-- DOCUMENT EXCERPT --
Former Israeli Prime minister Naftali Bennett and Israeli opposition leader Yair Lapid gesture as they announce their political union ahead of this year's general election, the new party will be called "Together", in Herzliya, Israel April 26, 2026. (Reuters)
Former Israeli Prime minister Naftali Bennett and Israeli opposition leader Yair Lapid gesture as they announce their political union ahead of this year's general election, the new party will be called "Together", in Herzliya, Israel April 26, 2026. (Reuters)

Two of Israeli Prime Minister Benjamin Netanyahu's top rivals announced they would join forces in ‌an upcoming election to oust his coalition government, with a focus mainly on domestic issues such as military conscription for the ultra-Orthodox.

But on issues like Iran, Gaza and Lebanon, the joint party led by right-wing Naftali Bennett and centrist Yair Lapid is expected to pursue a security posture similar to that of Netanyahu - who heads the most right-wing government in Israel's history - meaning Israel's foreign policy would remain largely unchanged.

The new party, called "BeYachad" meaning "together" in Hebrew, has not released a formal policy platform. But below is what is known about their positions on regional conflicts, based on recent public comments.

IRAN

Bennett, 54, and Lapid, 62, have staunchly backed Netanyahu's decision to jointly attack Iran with the US, reflecting broad public support in Israel for the war.

At the start of Israel's aerial bombardment in Iran, Lapid told Reuters in an interview that it was a "just war against evil."

Both Bennett and Lapid have since criticized Netanyahu, 76, for what they describe as a failure to achieve Israel's main objectives in the war, including toppling Iran's clerical government.

However, neither man has called for a resumption in fighting since Israeli and US attacks and Iranian missile ‌fire was halted by ‌an April 8 ceasefire.

A source close to their new party described Bennett and Lapid as "hawkish" ‌and "tough on ⁠Iran."

They are also "pragmatic ⁠and understand the need for diplomatic agreements and the work that happens after the military use of force to achieve strategic goals," said the source, who spoke on condition of anonymity to describe their party's priorities.

LEBANON

Bennett and Lapid have also both staunchly supported Israeli military operations in Lebanon while questioning an April 17 ceasefire that has failed to halt fighting between the Israeli military and Iran-backed Hezbollah.

Shortly before Israel's military invaded southern Lebanon in March, Lapid said that Israel must take whatever steps were necessary to protect Israelis.

After the ceasefire with Hezbollah was announced in April, Lapid said the only solution was the permanent removal of the threat to northern Israel.

-- ACTIONS TO TAKE --
1 – Please list each person named in the article on the Bennett and Lapid joint party, with the age it gives for that person.
2 – Write the next part of the article on the Bennett and Lapid joint party, picking up after its last sentence.

-- INFORMATION SUPPLIED --

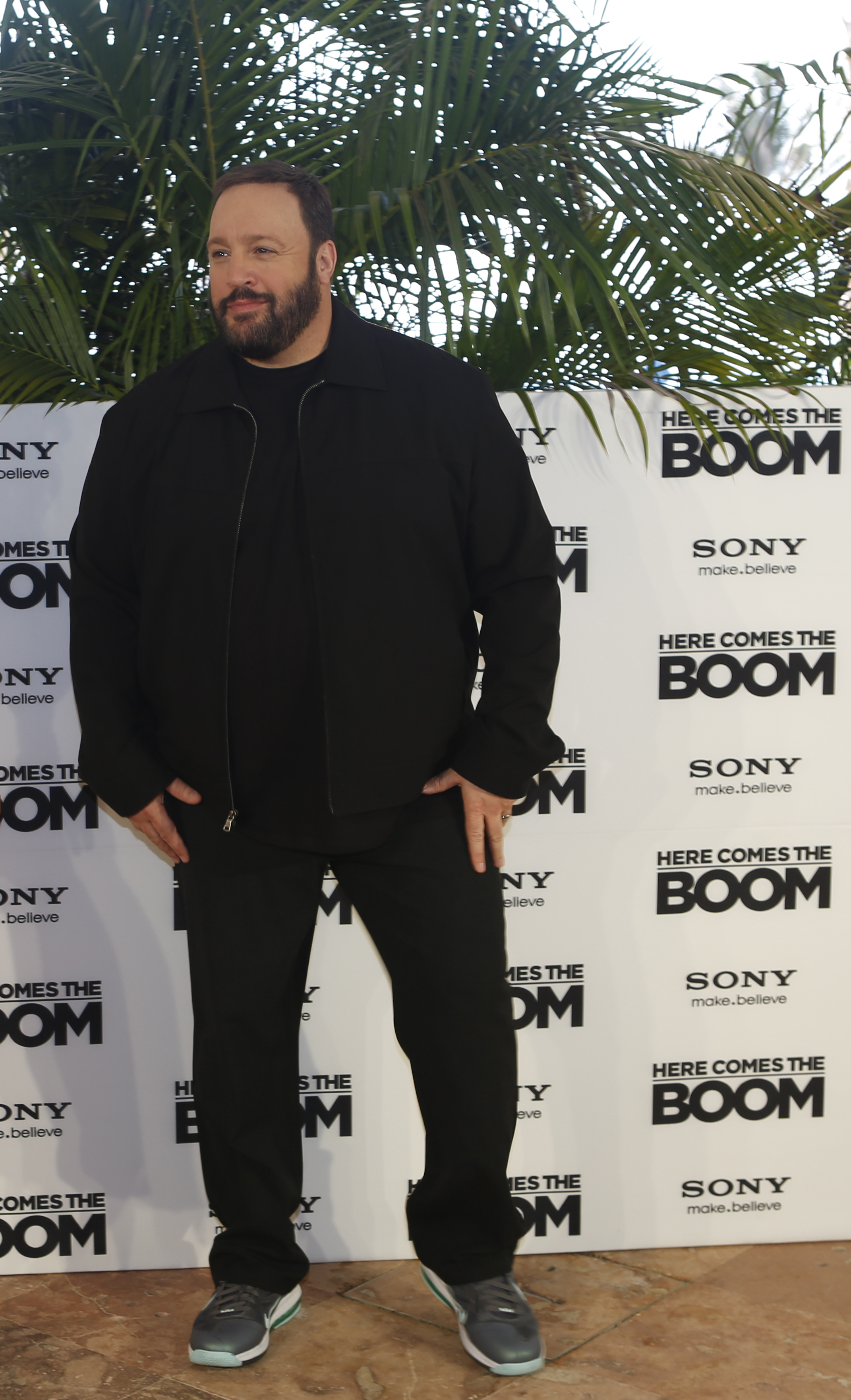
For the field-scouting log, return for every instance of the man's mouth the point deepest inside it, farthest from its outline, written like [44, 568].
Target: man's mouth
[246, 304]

-- ANSWERS TO THE EXERCISES --
1 –
Naftali Bennett, 54
Yair Lapid, 62
Benjamin Netanyahu, 76

2 –
Bennett sharply criticized the ceasefire, saying in an April 17 Facebook ⁠post: "One can already count backwards towards the next round. Hezbollah began this morning to rebuild southern Lebanon ‌and is becoming stronger with missiles ahead of the next round."

GAZA

On the war in ‌Gaza, where Israel has continued to carry out deadly strikes despite a ceasefire last October, both Bennett and Lapid have criticized Netanyahu for not ‌fully destroying the Hamas group after the October 7, 2023 attack on Israel that it led.

In January, Lapid said Netanyahu's government ‌had achieved the "worst possible outcome" in Gaza, saying that Hamas still has tens of thousands of armed fighters. Hamas retained control of a sliver of territory on Gaza's coast under the ceasefire.

In a Facebook post this month, Bennett said Netanyahu's policies -- including allowing some aid into the enclave after restricting all humanitarian supplies for three months in 2025 -- had helped Hamas regain control.

"This is with the help of hundreds of aid trucks that Netanyahu's government brings ‌them every day," Bennett wrote.

Netanyahu has cast Israel's devastating military assault that destroyed much of Gaza and killed more than 72,000 Palestinians as a success. He has held out the ⁠possibility of resuming a full-scale war if ⁠Hamas fails to disarm under a US-backed process, something the group has thus far rejected.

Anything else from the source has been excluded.